▶ PROBLEM REQUIREMENTS: Put each line of the rows below into a JSON list of strings, one string per line. Leave out any blank lines.

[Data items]
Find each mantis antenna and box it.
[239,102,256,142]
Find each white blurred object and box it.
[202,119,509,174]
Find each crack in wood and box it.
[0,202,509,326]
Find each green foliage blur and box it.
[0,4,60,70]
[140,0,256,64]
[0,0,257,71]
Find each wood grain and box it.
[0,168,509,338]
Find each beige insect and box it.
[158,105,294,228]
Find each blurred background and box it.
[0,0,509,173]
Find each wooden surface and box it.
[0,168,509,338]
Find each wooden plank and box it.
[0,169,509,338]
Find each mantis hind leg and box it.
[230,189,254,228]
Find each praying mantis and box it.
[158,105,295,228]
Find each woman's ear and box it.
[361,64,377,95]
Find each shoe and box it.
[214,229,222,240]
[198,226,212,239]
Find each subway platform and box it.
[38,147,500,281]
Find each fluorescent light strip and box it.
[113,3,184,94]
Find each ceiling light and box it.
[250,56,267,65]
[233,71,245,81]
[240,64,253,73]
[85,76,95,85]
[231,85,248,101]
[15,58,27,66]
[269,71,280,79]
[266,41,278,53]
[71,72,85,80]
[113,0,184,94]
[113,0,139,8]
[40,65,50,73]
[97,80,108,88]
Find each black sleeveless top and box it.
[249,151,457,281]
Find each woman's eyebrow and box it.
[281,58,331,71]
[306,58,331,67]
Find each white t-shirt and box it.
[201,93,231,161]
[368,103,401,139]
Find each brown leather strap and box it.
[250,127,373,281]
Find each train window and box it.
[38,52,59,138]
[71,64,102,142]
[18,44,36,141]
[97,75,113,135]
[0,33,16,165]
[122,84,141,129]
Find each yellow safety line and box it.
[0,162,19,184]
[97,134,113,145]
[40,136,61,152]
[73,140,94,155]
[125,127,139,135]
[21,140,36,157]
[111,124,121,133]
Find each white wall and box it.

▶ EXPECTED ANSWER:
[
  "Find each mantis antenna and box it.",
  "[239,102,256,142]",
  "Find each white blurred object and box it.",
  "[202,119,509,174]",
  "Find each crack in wood and box it.",
  "[0,202,509,326]",
  "Find each green foliage blur and box it.",
  "[0,4,60,70]",
  "[140,0,256,64]",
  "[0,0,257,71]",
  "Find each wood grain and box it.",
  "[0,168,509,338]",
  "Find each beige insect and box it.",
  "[158,105,294,228]",
  "Find each blurred background and box it.",
  "[0,0,509,173]",
  "Find each wooden surface and box it.",
  "[0,168,509,338]",
  "Find each wooden plank and box it.",
  "[0,169,509,338]",
  "Find each mantis hind leg and box it.",
  "[230,189,254,228]",
  "Find each praying mantis and box it.",
  "[158,105,295,228]",
  "Find each woman's ear and box it.",
  "[361,64,377,95]",
  "Find each shoe and box it.",
  "[214,229,222,240]",
  "[198,226,212,239]",
  "Find each subway platform and box it.",
  "[38,147,500,281]",
  "Find each fluorescent light strip and box it.",
  "[113,3,184,94]",
  "Find each ceiling light and box it.",
  "[250,56,267,65]",
  "[233,71,245,81]",
  "[240,64,253,73]",
  "[85,76,95,85]",
  "[231,85,248,101]",
  "[15,58,27,66]",
  "[269,71,280,79]",
  "[266,41,278,53]",
  "[71,72,85,80]",
  "[113,0,184,94]",
  "[113,0,139,8]",
  "[40,65,50,73]",
  "[97,80,108,88]",
  "Find each black sleeveless top and box it.",
  "[249,151,457,281]",
  "Find each woman's eyebrow and box it.",
  "[281,58,331,71]",
  "[306,58,331,67]",
  "Find each white t-shirt and box it.",
  "[201,93,231,161]",
  "[368,103,401,139]",
  "Find each brown leather strap and box it.",
  "[250,127,373,281]",
  "Find each train window and box it.",
  "[38,52,59,138]",
  "[71,64,102,142]",
  "[18,44,36,141]",
  "[97,75,113,135]",
  "[0,33,16,165]",
  "[122,84,141,129]",
  "Find each yellow safety line and box it.",
  "[0,162,19,184]",
  "[97,134,113,145]",
  "[40,136,61,152]",
  "[73,140,94,155]",
  "[125,127,139,135]",
  "[21,140,36,157]",
  "[111,124,121,133]",
  "Find each white wall and box it."
]